## Set problem
Swap every "white eye ring" for "pale eye ring" in the items, keeping everything else the same, and leave out the pictures.

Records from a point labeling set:
___
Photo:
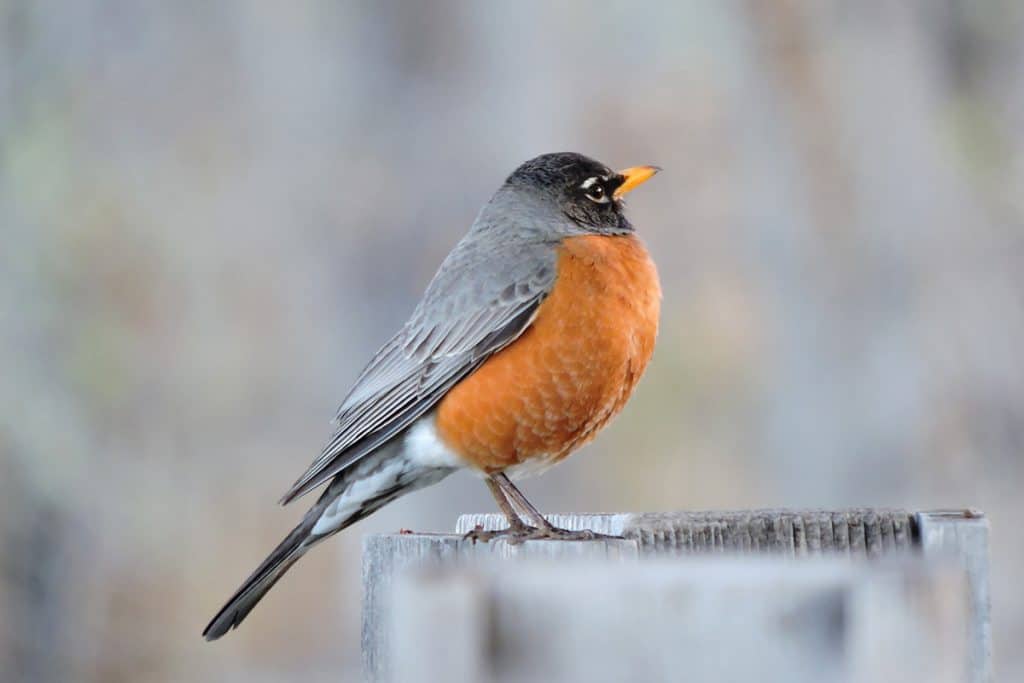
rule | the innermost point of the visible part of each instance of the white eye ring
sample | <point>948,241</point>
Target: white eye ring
<point>597,195</point>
___
## Solution
Photo:
rule | the innermost point of the visible part of each instance of the pale eye ring
sample | <point>948,241</point>
Target: pale eye ring
<point>597,195</point>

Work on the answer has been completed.